## Material for this exercise

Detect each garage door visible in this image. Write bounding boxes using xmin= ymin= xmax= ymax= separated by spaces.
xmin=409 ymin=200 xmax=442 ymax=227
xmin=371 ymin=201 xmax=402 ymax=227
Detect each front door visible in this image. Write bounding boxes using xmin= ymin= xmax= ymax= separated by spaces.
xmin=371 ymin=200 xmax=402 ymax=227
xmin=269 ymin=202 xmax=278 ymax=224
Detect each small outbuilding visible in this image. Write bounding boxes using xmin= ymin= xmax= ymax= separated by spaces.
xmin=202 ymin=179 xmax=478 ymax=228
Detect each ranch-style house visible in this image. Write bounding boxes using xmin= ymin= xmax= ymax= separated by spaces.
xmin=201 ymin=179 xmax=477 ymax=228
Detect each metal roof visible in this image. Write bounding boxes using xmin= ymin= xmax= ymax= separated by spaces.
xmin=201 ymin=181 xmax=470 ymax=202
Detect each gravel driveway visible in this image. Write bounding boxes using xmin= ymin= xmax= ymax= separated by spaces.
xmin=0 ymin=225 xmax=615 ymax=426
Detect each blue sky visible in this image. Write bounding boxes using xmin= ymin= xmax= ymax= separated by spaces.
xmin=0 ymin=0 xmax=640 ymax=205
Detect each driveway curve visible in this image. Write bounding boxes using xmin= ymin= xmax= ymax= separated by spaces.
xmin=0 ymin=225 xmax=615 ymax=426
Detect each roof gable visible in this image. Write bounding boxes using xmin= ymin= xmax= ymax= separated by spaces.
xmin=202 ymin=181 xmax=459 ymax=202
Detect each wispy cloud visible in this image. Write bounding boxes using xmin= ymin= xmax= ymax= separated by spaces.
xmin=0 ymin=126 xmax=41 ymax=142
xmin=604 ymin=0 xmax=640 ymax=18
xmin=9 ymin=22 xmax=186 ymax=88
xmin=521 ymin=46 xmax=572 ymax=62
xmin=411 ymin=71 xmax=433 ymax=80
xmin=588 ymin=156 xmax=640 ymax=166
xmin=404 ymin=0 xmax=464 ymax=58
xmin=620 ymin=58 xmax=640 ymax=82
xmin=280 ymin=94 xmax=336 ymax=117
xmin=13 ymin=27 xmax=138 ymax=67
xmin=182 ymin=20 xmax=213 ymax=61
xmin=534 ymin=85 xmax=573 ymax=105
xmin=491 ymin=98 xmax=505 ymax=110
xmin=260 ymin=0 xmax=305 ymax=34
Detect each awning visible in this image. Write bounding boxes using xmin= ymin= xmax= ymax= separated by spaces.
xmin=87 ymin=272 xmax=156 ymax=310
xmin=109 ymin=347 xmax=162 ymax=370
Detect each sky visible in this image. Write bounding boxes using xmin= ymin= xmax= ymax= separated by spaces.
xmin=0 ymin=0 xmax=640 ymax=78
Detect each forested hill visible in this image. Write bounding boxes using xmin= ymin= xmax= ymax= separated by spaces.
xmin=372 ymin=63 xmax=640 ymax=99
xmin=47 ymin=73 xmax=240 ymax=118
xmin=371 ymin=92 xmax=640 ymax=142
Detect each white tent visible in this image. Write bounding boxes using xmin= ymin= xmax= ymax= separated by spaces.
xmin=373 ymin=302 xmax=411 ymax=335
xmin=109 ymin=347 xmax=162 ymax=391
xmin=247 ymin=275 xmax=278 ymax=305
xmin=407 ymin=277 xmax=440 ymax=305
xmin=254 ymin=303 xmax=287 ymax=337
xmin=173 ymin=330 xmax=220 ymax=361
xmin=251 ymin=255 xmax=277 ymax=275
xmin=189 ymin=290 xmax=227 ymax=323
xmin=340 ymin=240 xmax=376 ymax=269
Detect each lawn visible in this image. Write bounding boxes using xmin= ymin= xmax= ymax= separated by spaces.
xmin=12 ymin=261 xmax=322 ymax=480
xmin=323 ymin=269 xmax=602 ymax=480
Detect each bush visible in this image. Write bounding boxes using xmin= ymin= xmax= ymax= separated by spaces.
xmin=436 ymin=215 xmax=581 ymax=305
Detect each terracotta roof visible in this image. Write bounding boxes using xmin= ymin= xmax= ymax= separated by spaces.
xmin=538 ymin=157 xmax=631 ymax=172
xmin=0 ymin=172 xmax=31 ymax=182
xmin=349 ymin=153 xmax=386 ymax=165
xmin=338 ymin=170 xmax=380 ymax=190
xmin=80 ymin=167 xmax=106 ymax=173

## The exercise
Starting at the line that contains "Detect each terracotta" and ending with the last line of the material, write those lines out again, requests included. Multiply every bounding box coordinate by 2.55 and round to whole numbers, with halves rounded up.

## Finished exercise
Detect each terracotta roof visible in this image. Write bounding boxes using xmin= ymin= xmax= ymax= separated by spaces.
xmin=1372 ymin=400 xmax=1609 ymax=439
xmin=0 ymin=439 xmax=79 ymax=464
xmin=890 ymin=390 xmax=984 ymax=421
xmin=862 ymin=434 xmax=969 ymax=485
xmin=204 ymin=426 xmax=270 ymax=441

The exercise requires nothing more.